Records to use —
........
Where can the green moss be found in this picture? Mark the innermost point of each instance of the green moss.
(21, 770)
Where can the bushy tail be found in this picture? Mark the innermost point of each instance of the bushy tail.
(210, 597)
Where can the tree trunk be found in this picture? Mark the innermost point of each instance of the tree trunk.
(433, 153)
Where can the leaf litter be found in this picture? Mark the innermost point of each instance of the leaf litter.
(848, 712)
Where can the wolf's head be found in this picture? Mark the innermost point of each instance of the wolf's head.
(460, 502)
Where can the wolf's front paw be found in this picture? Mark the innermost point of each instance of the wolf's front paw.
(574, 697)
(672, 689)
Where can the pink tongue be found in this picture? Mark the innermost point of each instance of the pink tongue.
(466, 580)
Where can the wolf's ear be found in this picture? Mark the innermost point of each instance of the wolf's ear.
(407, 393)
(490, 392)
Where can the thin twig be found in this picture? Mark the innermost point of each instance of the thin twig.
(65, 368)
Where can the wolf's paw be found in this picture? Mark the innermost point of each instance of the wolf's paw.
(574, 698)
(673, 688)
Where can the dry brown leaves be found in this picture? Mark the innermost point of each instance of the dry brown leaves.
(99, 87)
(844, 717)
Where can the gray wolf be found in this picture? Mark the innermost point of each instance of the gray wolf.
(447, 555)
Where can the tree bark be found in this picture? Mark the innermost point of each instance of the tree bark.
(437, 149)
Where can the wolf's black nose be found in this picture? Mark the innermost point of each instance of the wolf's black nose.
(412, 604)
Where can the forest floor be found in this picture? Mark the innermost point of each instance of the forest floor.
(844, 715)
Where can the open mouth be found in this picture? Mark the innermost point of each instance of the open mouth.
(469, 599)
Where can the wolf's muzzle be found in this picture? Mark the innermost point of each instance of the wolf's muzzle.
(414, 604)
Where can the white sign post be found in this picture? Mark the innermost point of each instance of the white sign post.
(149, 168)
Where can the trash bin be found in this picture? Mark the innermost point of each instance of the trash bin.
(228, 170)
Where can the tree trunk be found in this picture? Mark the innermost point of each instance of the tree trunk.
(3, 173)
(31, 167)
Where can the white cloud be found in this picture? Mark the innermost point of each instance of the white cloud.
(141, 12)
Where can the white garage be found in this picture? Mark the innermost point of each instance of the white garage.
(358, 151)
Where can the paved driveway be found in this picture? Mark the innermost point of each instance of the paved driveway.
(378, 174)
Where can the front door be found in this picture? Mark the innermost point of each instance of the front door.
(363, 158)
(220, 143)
........
Your task is to reproduce the records in full, without any alteration.

Reply —
Where can the green moss be found in this picture? Mark the innermost point of each instance of the green moss.
(21, 770)
Where can the bushy tail be found in this picture? Mark the innermost point of each instance of the bushy tail.
(210, 597)
Where can the tree trunk be found in this picture? Mark the innermost point of each instance of the tree trunk.
(433, 153)
Where can the leaf litter be found in this picture? Mark the innermost point of each instance of the leaf litter.
(848, 712)
Where can the wolf's head be found in this picture? Mark the innermost point of each instance of the wolf's head.
(460, 502)
Where can the wolf's front paw be found in this picture? Mark the innermost point of each instance of the wolf's front paw.
(574, 697)
(672, 689)
Where can the pink tongue be found in this picture? Mark the innermost point of each instance of the pink tongue.
(466, 580)
Where can the wolf's ear be found in this picture? Mark the innermost point of each instance of the wolf's ear.
(407, 393)
(490, 392)
Where can the thin twig be found in this picture? Mark the innermost point of each instance of the thin twig.
(65, 368)
Where can the wolf's paw be found in this picture? Mark the innermost point of each instance of the wolf's paw.
(574, 698)
(673, 688)
Where can the dry brown leaves be found in this picture? Mark the innermost point of each instance of the dry brown leaves.
(99, 87)
(844, 717)
Where can the gray wolf be found in this picture? Mark the innermost point of each instance of the gray wolf.
(447, 555)
Where can the tree bark be found in this picture? Mark the innermost point of each instance of the tree bark.
(437, 149)
Where can the wolf's black nose be found in this picture? Mark the innermost point of each instance of the wolf's black nose.
(412, 604)
Where can the forest floor be found in this picture? Mark the innermost point of each instance of the forest floor.
(844, 715)
Where can the open mouth be found in this picture? Mark the innermost point of each instance of the open mouth.
(469, 599)
Where can the wolf's muzzle be found in this picture? Mark the innermost point of each instance of the wolf's muzzle.
(414, 604)
Where can the white sign post be found in this picture? Mark the innermost point of each instance of the white sign post.
(149, 168)
Where can the trash bin be found in this picture? Mark the innermost point of each instance of the trash bin.
(228, 170)
Where can the tree trunk be found in this picture? Mark the innermost point of each instance of the tree trunk.
(3, 173)
(31, 167)
Where can the white cloud be found in this picture? Mark the innermost point of each instance of the white cloud.
(141, 12)
Where can the white garage be found in this picture? Mark the innermost point of each instance of the white garage.
(358, 151)
Where can the paved driveway be found in this picture? Mark the innermost point of each instance of the paved driveway.
(378, 174)
Where can the front door be found in this picture? Mark the innermost point of each instance of the front door.
(363, 158)
(220, 143)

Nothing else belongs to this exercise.